◆ What you should do
Reproduce all of the listing below without alteration.

****

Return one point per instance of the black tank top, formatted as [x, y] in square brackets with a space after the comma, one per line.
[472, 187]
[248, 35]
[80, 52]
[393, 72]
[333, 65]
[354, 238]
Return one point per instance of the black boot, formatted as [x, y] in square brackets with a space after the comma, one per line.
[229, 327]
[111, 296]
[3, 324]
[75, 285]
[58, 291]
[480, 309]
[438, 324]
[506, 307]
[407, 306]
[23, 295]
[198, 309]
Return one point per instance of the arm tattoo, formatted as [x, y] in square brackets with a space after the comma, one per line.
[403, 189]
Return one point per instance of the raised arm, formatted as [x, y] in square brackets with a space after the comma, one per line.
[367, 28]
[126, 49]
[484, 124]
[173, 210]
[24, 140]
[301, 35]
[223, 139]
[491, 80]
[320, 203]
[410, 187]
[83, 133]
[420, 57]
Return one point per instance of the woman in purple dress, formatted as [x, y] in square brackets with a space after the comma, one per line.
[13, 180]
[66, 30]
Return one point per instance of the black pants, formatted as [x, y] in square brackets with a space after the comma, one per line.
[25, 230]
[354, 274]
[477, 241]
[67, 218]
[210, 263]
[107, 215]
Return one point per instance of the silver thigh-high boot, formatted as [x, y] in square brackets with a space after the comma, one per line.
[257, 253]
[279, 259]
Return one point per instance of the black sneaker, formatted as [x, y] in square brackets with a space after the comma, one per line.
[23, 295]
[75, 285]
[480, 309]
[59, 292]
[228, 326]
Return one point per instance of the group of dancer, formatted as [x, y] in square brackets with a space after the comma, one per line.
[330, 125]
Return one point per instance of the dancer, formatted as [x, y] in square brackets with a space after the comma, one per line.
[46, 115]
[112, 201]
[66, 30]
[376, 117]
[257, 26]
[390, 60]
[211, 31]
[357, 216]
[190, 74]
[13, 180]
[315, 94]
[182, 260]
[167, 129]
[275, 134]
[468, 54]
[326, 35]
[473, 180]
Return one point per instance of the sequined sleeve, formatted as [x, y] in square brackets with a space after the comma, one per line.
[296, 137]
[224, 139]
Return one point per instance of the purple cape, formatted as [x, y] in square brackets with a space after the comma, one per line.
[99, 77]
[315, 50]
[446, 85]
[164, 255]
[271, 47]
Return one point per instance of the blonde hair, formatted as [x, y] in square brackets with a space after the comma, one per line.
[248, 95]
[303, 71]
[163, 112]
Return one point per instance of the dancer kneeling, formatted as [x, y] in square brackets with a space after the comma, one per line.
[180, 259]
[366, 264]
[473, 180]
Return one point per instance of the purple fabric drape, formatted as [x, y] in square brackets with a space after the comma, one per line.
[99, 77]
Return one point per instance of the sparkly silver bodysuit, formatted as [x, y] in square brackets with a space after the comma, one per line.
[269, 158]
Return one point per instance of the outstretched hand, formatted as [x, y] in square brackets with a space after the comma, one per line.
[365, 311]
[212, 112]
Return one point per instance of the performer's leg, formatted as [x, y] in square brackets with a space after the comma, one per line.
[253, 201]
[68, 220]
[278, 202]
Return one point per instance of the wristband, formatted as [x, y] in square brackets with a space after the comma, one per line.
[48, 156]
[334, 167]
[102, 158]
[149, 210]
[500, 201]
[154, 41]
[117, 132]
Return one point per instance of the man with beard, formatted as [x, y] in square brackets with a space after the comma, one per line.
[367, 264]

****

◆ In response
Return one point per instance of the black tank top, formatted as [x, y] in square brackets with a space after the comma, one per line.
[472, 187]
[248, 35]
[80, 52]
[393, 72]
[333, 65]
[354, 238]
Return one point per instance of the black boot, formatted as [x, y] in square brackets with a space after the comma, one per line.
[229, 327]
[111, 296]
[3, 324]
[75, 285]
[58, 291]
[480, 309]
[438, 324]
[506, 307]
[407, 306]
[23, 295]
[198, 309]
Return one point per instance of the arm tattoo, formatted as [x, y] in square brackets with a space after the comma, one per line.
[403, 189]
Return one point per instance of the raised arm, formatted as [x, y] in square brackets with a space after the comma, one per line.
[367, 28]
[126, 49]
[484, 124]
[173, 210]
[24, 140]
[301, 35]
[223, 139]
[491, 80]
[320, 203]
[410, 187]
[83, 133]
[420, 57]
Return one point per instance of the woman in purple dress, formatted as [x, y] in square brackets with a space after the comma, one per line.
[13, 180]
[66, 30]
Return one point per instance of the black pants, formatted as [x, y] in square brackets with a space after the comma, one per line.
[25, 230]
[354, 274]
[477, 241]
[67, 218]
[210, 263]
[107, 215]
Return one point per instance of the silver thigh-high boot, formatted as [x, y] in square brackets with a space after the comma, one per line.
[257, 253]
[279, 259]
Return one point per instance of the black sneaker, formatted as [x, y] in square brackets with a space after the comma, one per line.
[23, 295]
[75, 285]
[480, 309]
[59, 292]
[228, 326]
Return one point per instance of the group of dancer, formatted as [x, y] in square brackets with a space after the comma, one per line.
[330, 125]
Return one point per instance of the dancer, formatted as [x, y] in square brackets with a space after the comma, one per line.
[46, 115]
[112, 201]
[66, 30]
[376, 117]
[257, 26]
[390, 60]
[211, 31]
[357, 216]
[190, 74]
[13, 180]
[315, 94]
[182, 260]
[167, 129]
[275, 134]
[468, 54]
[326, 35]
[473, 180]
Return one point per instance of the sequined sleeve, formatted as [x, y] in square brackets with a space after the comma, one per line.
[296, 137]
[224, 139]
Return one point per instance of the purple cape, formatted as [x, y] in square brackets with a space after the comma, one per line.
[99, 77]
[315, 50]
[446, 85]
[164, 255]
[271, 47]
Return one point per instance of the blonde hair, formatted as [x, y] in square brackets with a space after the comma, one per line.
[248, 95]
[303, 71]
[163, 112]
Return one point per instance of the dancer kneeling, formatted as [x, y] in square brackets with a space after the comma, one per line.
[180, 259]
[366, 264]
[473, 180]
Return one point per instance of the purple fabric drape, formatted as [x, y] in square brackets with a space after the comma, one per line.
[99, 77]
Return one point per instance of the sparkly silver bodysuit, formatted as [x, y] in square brackets with a space after the comma, one per line.
[269, 158]
Return one point per instance of the outstretched hand, formatted as [x, y] in square brackets with a space after the comma, one per line.
[365, 311]
[212, 112]
Return one point per instance of the performer's leg, formatted as [x, y] in square brackets with a space after the comma, one per line.
[253, 201]
[68, 220]
[278, 202]
Return one point per instance of the wristband, formatted as [x, y] in square brackets with a space after the comma, one per line.
[48, 156]
[334, 167]
[102, 158]
[149, 210]
[500, 201]
[154, 41]
[117, 132]
Return one point per instance of the man with beard, formatted as [x, y] in square brackets with a space after the comma, one per line.
[367, 264]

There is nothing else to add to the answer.